TASK REQUIREMENTS: Reproduce all of the material exactly as shown.

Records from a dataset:

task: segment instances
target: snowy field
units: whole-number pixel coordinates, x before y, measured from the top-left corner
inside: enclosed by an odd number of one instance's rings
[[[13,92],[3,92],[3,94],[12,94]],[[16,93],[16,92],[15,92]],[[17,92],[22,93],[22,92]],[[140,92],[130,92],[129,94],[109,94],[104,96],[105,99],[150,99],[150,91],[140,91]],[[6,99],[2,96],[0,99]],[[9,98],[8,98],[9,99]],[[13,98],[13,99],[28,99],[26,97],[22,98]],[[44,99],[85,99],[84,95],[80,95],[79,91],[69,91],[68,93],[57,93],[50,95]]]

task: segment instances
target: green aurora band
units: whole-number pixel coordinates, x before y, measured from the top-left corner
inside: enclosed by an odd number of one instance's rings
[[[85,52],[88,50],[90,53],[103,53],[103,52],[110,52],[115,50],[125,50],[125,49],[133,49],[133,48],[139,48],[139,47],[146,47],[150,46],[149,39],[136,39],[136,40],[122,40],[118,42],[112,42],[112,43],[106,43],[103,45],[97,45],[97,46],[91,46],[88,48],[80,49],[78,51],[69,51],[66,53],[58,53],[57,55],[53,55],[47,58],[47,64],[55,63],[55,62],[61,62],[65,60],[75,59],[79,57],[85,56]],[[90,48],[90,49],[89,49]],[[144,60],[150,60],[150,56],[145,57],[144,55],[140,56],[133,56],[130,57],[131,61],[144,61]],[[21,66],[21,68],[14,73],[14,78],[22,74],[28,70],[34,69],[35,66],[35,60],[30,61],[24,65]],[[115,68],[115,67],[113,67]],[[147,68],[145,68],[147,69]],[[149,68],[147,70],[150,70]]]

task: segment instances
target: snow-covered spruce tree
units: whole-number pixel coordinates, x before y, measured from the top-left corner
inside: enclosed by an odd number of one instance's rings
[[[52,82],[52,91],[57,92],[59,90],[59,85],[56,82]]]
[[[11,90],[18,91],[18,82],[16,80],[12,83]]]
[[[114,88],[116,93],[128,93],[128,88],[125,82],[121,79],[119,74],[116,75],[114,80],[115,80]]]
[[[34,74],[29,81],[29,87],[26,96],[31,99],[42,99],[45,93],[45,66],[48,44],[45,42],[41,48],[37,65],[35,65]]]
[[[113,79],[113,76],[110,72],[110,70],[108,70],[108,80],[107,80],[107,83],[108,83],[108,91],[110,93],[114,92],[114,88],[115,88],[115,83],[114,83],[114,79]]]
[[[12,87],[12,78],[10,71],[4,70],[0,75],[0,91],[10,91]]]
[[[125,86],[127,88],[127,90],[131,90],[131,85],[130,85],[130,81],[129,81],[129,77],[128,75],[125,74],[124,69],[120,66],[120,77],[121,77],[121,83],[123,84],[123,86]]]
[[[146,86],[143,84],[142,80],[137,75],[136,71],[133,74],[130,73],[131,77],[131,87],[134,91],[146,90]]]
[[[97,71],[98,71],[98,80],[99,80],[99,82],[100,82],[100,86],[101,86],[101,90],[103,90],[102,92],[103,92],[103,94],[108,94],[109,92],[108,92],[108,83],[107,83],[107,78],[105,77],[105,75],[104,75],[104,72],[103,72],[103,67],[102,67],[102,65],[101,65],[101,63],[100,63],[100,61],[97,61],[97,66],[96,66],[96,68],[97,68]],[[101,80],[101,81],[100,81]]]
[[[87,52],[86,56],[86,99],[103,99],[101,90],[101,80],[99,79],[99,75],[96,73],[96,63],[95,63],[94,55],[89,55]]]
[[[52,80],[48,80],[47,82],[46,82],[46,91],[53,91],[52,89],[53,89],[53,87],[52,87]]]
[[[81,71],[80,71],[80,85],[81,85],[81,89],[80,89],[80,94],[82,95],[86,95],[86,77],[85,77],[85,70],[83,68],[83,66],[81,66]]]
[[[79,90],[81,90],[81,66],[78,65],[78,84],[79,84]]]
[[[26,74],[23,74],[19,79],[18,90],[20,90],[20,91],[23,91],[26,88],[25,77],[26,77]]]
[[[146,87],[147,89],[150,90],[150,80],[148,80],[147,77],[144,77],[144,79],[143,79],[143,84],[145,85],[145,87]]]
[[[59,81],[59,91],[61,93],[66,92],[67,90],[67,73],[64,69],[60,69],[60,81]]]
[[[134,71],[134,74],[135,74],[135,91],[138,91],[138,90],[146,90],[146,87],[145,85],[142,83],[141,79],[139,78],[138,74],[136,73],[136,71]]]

TASK SOLUTION:
task: segment instances
target: snowy field
units: whole-number pixel coordinates, x before y, measured from the top-left corner
inside: enclosed by an odd number of one instance's rings
[[[13,92],[3,92],[3,94],[12,94]],[[16,93],[16,92],[15,92]],[[17,92],[22,93],[22,92]],[[140,92],[130,92],[129,94],[109,94],[104,96],[105,99],[150,99],[150,91],[140,91]],[[6,99],[2,96],[0,99]],[[9,98],[8,98],[9,99]],[[13,98],[13,99],[28,99],[26,97],[22,98]],[[44,99],[85,99],[84,95],[80,95],[79,91],[69,91],[68,93],[57,93],[50,95]]]

task: segment instances
target: green aurora band
units: whole-number pixel coordinates, x before y, measured from the top-left corner
inside: enclosed by an odd number of one instance's rings
[[[85,52],[88,50],[90,53],[103,53],[103,52],[110,52],[115,50],[125,50],[125,49],[133,49],[133,48],[139,48],[139,47],[146,47],[150,46],[149,39],[136,39],[136,40],[122,40],[118,42],[112,42],[112,43],[106,43],[103,45],[97,45],[97,46],[91,46],[88,48],[80,49],[78,51],[69,51],[66,53],[58,53],[57,55],[53,55],[47,58],[47,64],[55,63],[55,62],[61,62],[65,60],[75,59],[79,57],[85,56]],[[90,48],[90,49],[89,49]],[[144,60],[150,60],[150,56],[145,57],[144,55],[140,56],[133,56],[130,57],[131,61],[144,61]],[[21,66],[21,68],[14,73],[14,78],[22,74],[28,70],[34,69],[35,66],[35,60],[30,61],[24,65]],[[115,68],[115,67],[113,67]],[[147,68],[145,68],[147,69]],[[149,68],[147,70],[150,70]]]

task: segment instances
target: snow-covered spruce tree
units: whole-number pixel coordinates, x before y, measured from the top-left corner
inside: enclosed by an odd number of one instance's rings
[[[52,82],[52,91],[57,92],[59,90],[59,85],[56,82]]]
[[[11,90],[18,91],[18,82],[16,80],[12,83]]]
[[[114,88],[116,93],[128,93],[128,88],[125,82],[121,79],[119,74],[116,75],[114,80],[115,80]]]
[[[34,74],[29,81],[29,87],[26,96],[31,99],[42,99],[45,93],[45,66],[48,44],[45,42],[41,48],[37,65],[35,65]]]
[[[113,79],[113,76],[110,72],[110,70],[108,70],[108,80],[107,80],[107,83],[108,83],[108,91],[110,93],[114,92],[114,88],[115,88],[115,83],[114,83],[114,79]]]
[[[12,87],[12,78],[10,71],[4,70],[0,75],[0,91],[10,91]]]
[[[125,86],[127,88],[127,90],[131,90],[131,85],[130,85],[130,81],[129,81],[129,77],[128,75],[125,74],[124,69],[120,66],[120,77],[121,77],[121,83],[123,84],[123,86]]]
[[[146,86],[143,84],[142,80],[137,75],[136,71],[133,74],[130,73],[131,77],[131,87],[134,91],[146,90]]]
[[[97,71],[98,71],[98,80],[99,80],[99,82],[100,82],[100,86],[101,86],[101,90],[103,90],[102,92],[103,92],[103,94],[108,94],[109,92],[108,92],[108,83],[107,83],[107,78],[105,77],[105,75],[104,75],[104,72],[103,72],[103,67],[102,67],[102,65],[101,65],[101,63],[100,63],[100,61],[97,61],[97,66],[96,66],[96,68],[97,68]],[[101,80],[101,81],[100,81]]]
[[[87,52],[86,56],[86,99],[103,99],[101,90],[101,80],[99,79],[99,75],[96,73],[96,63],[95,63],[94,55],[89,55]]]
[[[52,80],[48,80],[47,82],[46,82],[46,91],[53,91],[52,89],[53,89],[53,87],[52,87]]]
[[[81,71],[80,71],[80,85],[81,85],[81,89],[80,89],[80,94],[82,95],[86,95],[86,77],[85,77],[85,70],[83,68],[83,66],[81,66]]]
[[[79,90],[81,90],[81,66],[78,65],[78,84],[79,84]]]
[[[26,74],[23,74],[19,79],[18,90],[20,90],[20,91],[23,91],[26,88],[25,77],[26,77]]]
[[[146,87],[147,89],[150,90],[150,80],[148,80],[147,77],[144,77],[144,79],[143,79],[143,84],[145,85],[145,87]]]
[[[59,81],[59,91],[61,93],[66,92],[67,90],[67,73],[64,69],[60,69],[60,81]]]
[[[134,71],[134,74],[135,74],[135,91],[138,91],[138,90],[146,90],[146,87],[145,85],[142,83],[141,79],[139,78],[138,74],[136,73],[136,71]]]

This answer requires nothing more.